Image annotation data
- - - - - - -
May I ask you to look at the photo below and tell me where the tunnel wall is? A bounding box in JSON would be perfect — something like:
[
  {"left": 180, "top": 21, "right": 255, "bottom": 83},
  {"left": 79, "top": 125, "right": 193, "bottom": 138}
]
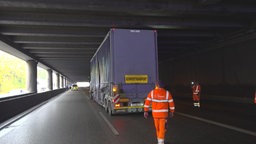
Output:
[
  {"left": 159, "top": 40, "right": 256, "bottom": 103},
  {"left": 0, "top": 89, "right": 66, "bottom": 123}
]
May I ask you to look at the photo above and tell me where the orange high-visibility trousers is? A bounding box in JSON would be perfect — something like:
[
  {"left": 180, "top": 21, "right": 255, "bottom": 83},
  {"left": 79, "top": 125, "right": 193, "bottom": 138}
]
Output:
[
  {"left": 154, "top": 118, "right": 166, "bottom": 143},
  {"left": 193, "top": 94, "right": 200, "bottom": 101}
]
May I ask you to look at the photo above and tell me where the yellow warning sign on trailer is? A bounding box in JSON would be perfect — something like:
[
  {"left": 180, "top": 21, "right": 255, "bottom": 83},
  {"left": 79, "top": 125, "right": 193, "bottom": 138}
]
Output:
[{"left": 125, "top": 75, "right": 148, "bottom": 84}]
- - - - - - -
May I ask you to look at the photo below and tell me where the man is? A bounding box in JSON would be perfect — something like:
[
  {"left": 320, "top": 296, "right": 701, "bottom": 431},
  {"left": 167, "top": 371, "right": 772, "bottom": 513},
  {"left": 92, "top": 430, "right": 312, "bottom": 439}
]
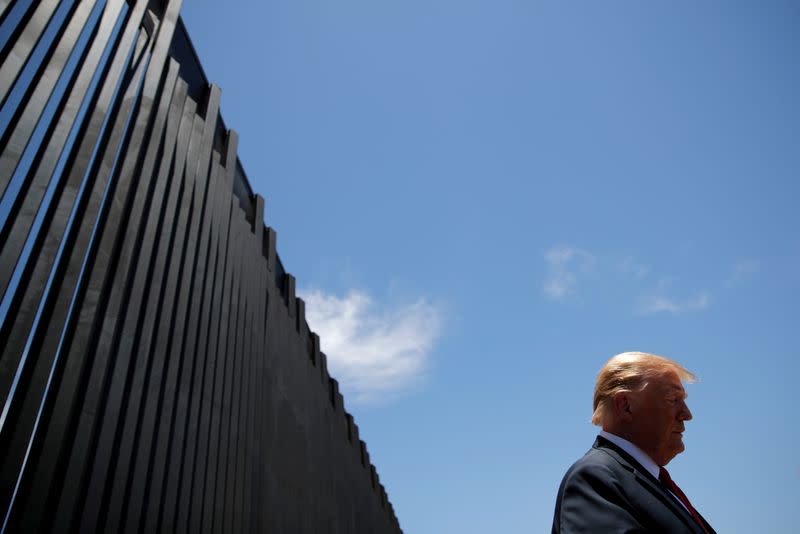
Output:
- - - - - - -
→ Set exercise: Return each line of the listing that contains the word "where".

→ Task solution:
May I ask you to look at the photo below and tell me where the tunnel wall is? A bounding box in JSON would be perfect — something like:
May I ask you to look at the photo above and tell me where the orange high-visibility trousers is? A bounding box in JSON would be perfect — something like:
May I ask you to look at the photo above and tell me where the yellow warning sign on trailer is? A bounding box in JSON would be perfect — something like:
May I ask you to look at the photo below and tell me where the man is? A bounding box in JSON would be perfect — something like:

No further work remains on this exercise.